The 12c (and 12c platinum) are "per period" calculators. That is, they work with interest rates per period. This is different than the HP 10bII approach (and that nameless TI competitor) which have the user set the number of periods per year.

Because of that, the interest rate is always entered as a periodic interest rate.

Because of that, n is entered as the number of periods.

If you are dealing with years, where payments are made each year and interest is accrued each year, you cannot have a fractional year. Can't be done. So, the designers of the 12c about 30 years ago had a choice...

When computing n do we

a) give the "mathematical" answer that is correct but has no correspondence to anything in reality (that's what the 6.12 is)?

b) give the number of periods when you have at least the value in the FV for the first time (that's what the answer of 7 is)?

or

c) give the number of periods just before you have the value in the FV (which would be an answer of 6)?

Now, let me tell you that I taught business math at the college level for 20 years using both types of calculators. Students easily understood the distinction once they thought about it and weren't just writing down a number their calculators gave them.

· · ·

Task prompt |
Rewrite the passage on the 12c calculator from "Because of that, the" to "answer of 7 is)?", changing "designers" to "engineers".

Recorded information |
· · ·

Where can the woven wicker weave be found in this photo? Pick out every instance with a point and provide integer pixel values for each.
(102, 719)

· · ·

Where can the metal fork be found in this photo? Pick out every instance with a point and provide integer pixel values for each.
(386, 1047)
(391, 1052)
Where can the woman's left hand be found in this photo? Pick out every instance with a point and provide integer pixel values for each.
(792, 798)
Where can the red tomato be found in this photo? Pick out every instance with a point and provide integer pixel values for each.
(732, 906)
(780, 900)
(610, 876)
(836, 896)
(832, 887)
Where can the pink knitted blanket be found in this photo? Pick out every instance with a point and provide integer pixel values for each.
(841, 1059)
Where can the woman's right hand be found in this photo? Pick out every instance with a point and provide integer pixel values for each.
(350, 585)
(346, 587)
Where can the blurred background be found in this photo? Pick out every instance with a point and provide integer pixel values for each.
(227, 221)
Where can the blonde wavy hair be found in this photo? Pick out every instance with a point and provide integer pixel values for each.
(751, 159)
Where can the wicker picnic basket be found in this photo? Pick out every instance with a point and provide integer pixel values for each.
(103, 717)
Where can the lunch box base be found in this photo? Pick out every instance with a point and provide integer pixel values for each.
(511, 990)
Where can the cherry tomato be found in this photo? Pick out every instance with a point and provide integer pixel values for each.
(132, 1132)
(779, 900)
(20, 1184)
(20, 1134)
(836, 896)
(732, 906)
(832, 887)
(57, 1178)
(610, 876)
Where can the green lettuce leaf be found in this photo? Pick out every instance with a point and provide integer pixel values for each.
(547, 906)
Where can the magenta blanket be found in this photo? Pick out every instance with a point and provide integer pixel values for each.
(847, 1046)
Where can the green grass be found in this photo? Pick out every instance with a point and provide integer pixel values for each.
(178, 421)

· · ·

Response for this exercise |
Because of that, the interest rate is always entered as a periodic interest rate.

Because of that, n is entered as the number of periods.

If you are dealing with years, where payments are made each year and interest is accrued each year, you cannot have a fractional year. Can't be done. So, the engineers of the 12c about 30 years ago had a choice...

When computing n do we

a) give the "mathematical" answer that is correct but has no correspondence to anything in reality (that's what the 6.12 is)?

b) give the number of periods when you have at least the value in the FV for the first time (that's what the answer of 7 is)?